__Exercise instructions__
Show every line of the entries below that contains the string "rough".

(Stored entries)
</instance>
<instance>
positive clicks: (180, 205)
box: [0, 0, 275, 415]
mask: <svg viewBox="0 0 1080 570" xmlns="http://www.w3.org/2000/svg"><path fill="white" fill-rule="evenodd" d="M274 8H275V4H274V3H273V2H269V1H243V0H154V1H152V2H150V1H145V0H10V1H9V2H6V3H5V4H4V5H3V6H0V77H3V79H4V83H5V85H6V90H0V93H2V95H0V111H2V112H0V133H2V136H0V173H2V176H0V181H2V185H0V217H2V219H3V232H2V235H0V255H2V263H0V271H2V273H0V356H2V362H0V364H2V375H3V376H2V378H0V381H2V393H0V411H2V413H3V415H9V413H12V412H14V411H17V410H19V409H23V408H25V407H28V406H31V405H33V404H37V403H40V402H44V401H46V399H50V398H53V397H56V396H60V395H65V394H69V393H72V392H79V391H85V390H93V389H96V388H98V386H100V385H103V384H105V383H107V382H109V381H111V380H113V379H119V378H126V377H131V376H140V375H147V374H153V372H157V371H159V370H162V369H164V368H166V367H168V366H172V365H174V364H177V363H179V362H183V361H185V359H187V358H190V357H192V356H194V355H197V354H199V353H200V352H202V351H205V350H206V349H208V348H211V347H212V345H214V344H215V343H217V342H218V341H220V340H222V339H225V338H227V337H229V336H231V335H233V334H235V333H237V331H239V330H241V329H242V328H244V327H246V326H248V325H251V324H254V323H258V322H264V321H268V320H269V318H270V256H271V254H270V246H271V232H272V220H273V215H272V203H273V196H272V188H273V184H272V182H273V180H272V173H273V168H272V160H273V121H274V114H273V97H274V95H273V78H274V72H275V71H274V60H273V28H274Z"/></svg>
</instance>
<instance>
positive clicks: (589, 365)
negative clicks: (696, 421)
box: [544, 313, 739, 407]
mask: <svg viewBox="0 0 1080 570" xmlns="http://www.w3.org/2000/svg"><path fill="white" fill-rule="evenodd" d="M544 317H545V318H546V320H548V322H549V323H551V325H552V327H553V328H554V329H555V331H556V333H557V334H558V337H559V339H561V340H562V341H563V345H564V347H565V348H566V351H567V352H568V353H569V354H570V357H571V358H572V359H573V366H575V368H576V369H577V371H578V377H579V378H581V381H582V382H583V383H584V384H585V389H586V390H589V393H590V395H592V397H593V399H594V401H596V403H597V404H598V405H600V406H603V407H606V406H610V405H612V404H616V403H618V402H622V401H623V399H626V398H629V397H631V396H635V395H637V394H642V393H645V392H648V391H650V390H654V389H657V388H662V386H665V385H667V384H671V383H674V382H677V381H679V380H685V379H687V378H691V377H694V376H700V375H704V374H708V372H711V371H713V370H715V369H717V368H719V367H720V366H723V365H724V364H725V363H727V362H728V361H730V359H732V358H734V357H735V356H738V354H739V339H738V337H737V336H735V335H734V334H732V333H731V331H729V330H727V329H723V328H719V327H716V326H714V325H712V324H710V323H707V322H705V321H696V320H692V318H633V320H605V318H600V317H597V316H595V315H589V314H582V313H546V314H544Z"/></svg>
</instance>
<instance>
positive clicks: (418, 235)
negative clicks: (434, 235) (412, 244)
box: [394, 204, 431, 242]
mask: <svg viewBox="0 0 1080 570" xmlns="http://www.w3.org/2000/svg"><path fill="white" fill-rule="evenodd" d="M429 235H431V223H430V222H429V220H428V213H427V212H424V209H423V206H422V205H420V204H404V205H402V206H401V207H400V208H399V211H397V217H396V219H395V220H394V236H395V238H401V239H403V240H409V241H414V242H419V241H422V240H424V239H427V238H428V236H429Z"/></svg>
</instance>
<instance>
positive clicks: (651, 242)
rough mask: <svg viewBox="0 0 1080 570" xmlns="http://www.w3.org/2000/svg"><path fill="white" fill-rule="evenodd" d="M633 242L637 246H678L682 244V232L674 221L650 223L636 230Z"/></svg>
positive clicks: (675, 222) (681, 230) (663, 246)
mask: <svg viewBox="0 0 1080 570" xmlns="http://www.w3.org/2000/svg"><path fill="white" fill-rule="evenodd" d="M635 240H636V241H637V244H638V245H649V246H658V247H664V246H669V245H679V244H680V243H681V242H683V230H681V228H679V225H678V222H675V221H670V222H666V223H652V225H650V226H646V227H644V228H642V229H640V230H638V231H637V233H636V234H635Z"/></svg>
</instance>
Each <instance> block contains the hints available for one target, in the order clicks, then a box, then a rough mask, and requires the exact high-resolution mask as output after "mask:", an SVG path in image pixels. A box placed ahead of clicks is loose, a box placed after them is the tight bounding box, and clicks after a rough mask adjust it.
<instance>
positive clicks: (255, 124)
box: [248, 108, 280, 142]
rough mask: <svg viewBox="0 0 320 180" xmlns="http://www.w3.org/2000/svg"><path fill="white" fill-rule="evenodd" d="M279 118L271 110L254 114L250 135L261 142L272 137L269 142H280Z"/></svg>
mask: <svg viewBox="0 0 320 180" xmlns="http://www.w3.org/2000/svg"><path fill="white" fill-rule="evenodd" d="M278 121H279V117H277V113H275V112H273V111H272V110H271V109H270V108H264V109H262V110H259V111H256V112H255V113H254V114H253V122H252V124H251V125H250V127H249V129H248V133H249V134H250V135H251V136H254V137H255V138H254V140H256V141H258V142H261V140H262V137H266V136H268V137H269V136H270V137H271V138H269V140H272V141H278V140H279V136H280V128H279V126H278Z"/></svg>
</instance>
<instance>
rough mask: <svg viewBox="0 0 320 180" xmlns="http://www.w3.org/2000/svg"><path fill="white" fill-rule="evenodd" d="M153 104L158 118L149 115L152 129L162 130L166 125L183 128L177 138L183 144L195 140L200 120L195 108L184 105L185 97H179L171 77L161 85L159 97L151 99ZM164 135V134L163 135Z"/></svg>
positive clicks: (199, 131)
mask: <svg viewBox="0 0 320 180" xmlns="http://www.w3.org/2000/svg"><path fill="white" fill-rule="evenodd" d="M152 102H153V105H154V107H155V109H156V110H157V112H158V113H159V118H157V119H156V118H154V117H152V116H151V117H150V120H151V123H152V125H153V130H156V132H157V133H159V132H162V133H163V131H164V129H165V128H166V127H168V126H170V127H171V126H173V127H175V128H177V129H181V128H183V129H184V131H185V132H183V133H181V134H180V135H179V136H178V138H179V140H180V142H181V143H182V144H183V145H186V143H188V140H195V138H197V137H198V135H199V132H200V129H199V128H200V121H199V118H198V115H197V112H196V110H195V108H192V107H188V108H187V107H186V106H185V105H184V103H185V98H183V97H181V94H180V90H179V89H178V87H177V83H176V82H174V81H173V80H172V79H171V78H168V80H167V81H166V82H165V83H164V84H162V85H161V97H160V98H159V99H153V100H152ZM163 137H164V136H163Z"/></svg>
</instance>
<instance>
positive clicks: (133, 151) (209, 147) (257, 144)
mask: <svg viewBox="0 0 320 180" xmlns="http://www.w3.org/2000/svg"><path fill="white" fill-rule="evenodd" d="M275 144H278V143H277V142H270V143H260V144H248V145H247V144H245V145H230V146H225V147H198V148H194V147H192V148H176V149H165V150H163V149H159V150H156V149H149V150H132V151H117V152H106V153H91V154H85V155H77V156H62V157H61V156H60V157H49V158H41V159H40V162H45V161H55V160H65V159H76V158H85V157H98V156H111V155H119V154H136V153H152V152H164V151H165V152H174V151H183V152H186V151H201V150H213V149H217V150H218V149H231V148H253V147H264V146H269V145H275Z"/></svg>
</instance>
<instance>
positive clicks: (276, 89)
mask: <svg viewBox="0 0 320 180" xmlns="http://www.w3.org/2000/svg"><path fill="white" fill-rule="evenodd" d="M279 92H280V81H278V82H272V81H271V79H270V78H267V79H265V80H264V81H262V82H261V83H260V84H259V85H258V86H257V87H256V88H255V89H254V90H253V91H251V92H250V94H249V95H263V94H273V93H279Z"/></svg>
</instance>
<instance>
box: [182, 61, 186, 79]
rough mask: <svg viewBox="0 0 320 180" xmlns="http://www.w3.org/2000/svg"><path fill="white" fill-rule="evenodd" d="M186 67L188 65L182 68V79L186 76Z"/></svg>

__Problem solution__
rough mask: <svg viewBox="0 0 1080 570" xmlns="http://www.w3.org/2000/svg"><path fill="white" fill-rule="evenodd" d="M633 242L637 246H678L682 244V232L674 221L650 223L636 230Z"/></svg>
Each <instance> block contains the hints available for one target, in the order clicks, then a box, then a rough mask, and requires the exact high-resolution mask as output after "mask:", an SVG path in image pixels. A box placed ahead of clicks is loose, a box placed after them is the tight bounding box, and clicks after a rough mask adjust it.
rough mask: <svg viewBox="0 0 320 180" xmlns="http://www.w3.org/2000/svg"><path fill="white" fill-rule="evenodd" d="M279 118L271 110L254 114L250 135L261 142L272 137L269 142H280Z"/></svg>
rough mask: <svg viewBox="0 0 320 180" xmlns="http://www.w3.org/2000/svg"><path fill="white" fill-rule="evenodd" d="M153 104L158 118L149 115L152 129L162 130L166 125L183 128L177 138L183 144L195 140L200 120L195 108L184 105L185 97H179L171 77L161 85L159 97L151 99ZM164 135V134L163 135Z"/></svg>
rough mask: <svg viewBox="0 0 320 180" xmlns="http://www.w3.org/2000/svg"><path fill="white" fill-rule="evenodd" d="M186 67L188 65L182 68V79L186 76Z"/></svg>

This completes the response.